#### SELECTED EXCERPT ####

Doctor on a chip

Imperial College London spin-out

has developed a hand-held device that could bring low-cost diagnostics for cardiac and other conditions into the GP's consulting room or the home.

The patented system combines microfluidic lab-on-a-chip technology with light-emitting polymers (LEPs) and photodetectors to carry out a battery of medical tests simultaneously. The chip incorporates up to 10 channels, allowing the level of multiple analytes to be measured simultaneously alongside internal controls and reference samples. It does this by measuring absorbance, fluorescence, chemiluminescence and phosphorescence.

Ian Campbell, Molecular Vision's chief executive, said: 'Essentially we have an organic polymer that can be deposited on both the top and bottom sides of the microfluidics. The top polymer acts as a light-emitting diode, so when a current in the slide passes through the polymer it lights up. The polymer at the bottom acts as a photon receiver and translates the signal from light to amps. The amount of signal it receives is proportional to the amount of active material in the sample, which can then be displayed on a readout.'

Results are output within minutes and can be displayed on a LCD screen on the device, or via a PDA, mobile phone or home computer. Each could also be used to power the device, which can also run on a small internal 'button' battery.

The sample body fluid will be mixed with reagents through the microfluidic network. Sample pre-treatment, chemical reactions, analytical separations and detection are all carried out on a single chip. The system is low risk as it uses established assay technology and reagents.

Though microfluidic lab-on-a-chip assays are not new, current approaches are usually high- cost bench-top laboratory analysers or disposable kits that only test for a single analyte. Campbell claimed the new method was a significant improvement over existing methods.

'We're able to deposit the polymers in such a fashion that you can put different light sources down to measure different assay analytes,' he said.

'For example, we can combine fluorescent chemiluminescence and absorbance measurements on the one device because we're able to put down light sources of different wavelengths. So instead of adopting a single reader and modifying the assay to suit it, you can configure the reader to the assay you want to carry out.'

One key application would be testing for cardiac indicators in patients admitted to hospital for chest pain. About 30 per cent of admissions to emergency departments are for chest pain, but only 10 per cent of these turn out to be indicative of a cardiac complaint.

Key cardiac markers are Troponin I, myglobin and creatine kinase. In traditional testing, only one marker can be tested for at a time, so a battery of tests could take about four hours. Using the device, two or more tests can be carried out at a time at the point of care, whether in an ambulance, at a hospital bedside or in an accident and emergency department. Results can be displayed within minutes, diagnosing or ruling out a suspected myocardial infarct, potentially saving money, hospital beds and lives.

#### SUPPLIED DATA ####

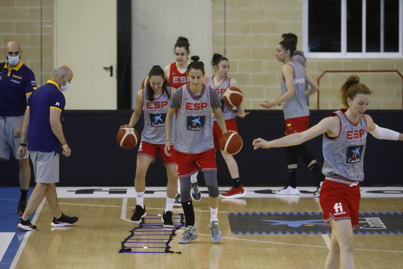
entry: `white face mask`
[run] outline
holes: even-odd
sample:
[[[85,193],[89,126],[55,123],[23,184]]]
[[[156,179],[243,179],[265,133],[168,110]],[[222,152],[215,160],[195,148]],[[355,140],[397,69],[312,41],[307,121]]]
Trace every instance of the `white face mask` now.
[[[66,79],[66,85],[63,85],[63,79],[62,79],[62,85],[60,87],[60,92],[66,91],[69,89],[69,87],[70,86],[70,83],[67,81],[67,79],[66,78],[66,76],[64,76],[63,78]]]
[[[21,56],[16,56],[15,57],[8,56],[7,60],[8,61],[8,63],[10,64],[10,65],[17,65],[19,62],[21,58]]]

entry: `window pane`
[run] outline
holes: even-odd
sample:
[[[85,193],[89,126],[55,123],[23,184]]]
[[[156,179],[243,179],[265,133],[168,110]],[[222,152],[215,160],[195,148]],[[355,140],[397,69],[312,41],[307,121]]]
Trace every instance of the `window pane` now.
[[[341,52],[341,0],[309,0],[308,51]]]
[[[362,2],[347,1],[347,52],[362,51]]]
[[[367,0],[366,51],[380,52],[380,0]]]
[[[399,51],[399,1],[385,0],[385,31],[384,50],[385,52]]]

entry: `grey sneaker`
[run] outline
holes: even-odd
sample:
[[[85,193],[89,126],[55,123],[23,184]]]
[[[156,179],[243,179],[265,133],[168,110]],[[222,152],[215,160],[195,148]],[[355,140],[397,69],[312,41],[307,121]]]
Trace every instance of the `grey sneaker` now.
[[[181,202],[181,193],[177,194],[174,202],[174,207],[182,207],[182,202]]]
[[[221,231],[220,230],[218,221],[210,221],[208,223],[208,227],[211,230],[211,241],[213,243],[220,243],[222,240],[222,236],[221,235]]]
[[[179,244],[189,244],[190,241],[194,240],[199,237],[197,232],[196,231],[195,226],[189,225],[186,227],[186,230],[183,233],[182,238],[178,240]]]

####

- _TASK ITEM 1_:
Using the doctor-on-a-chip article, answer each question:
(a) How many channels can the chip incorporate?
(b) What does the polymer at the bottom of the microfluidics do?
(c) How long could a battery of tests take with traditional testing of cardiac markers?
- _TASK ITEM 2_: Translate this sentence from the doctor-on-a-chip article into Spanish: "Results are output within minutes and can be displayed on a LCD screen on the device, or via a PDA, mobile phone or home computer."
- _TASK ITEM 3_: List every property the chip measures, according to the sentence in the doctor-on-a-chip article that begins "It does this by measuring".
The records above are separate material, unrelated to the doctor-on-a-chip article.

- _EXERCISE RESPONSE 1_:
(a) Up to 10 channels.
(b) It acts as a photon receiver and translates the signal from light to amps.
(c) About four hours.

- _EXERCISE RESPONSE 2_: Los resultados se obtienen en cuestión de minutos y pueden mostrarse en una pantalla LCD del dispositivo, o bien a través de una PDA, un teléfono móvil o un ordenador doméstico.

- _EXERCISE RESPONSE 3_:
- Absorbance
- Fluorescence
- Chemiluminescence
- Phosphorescence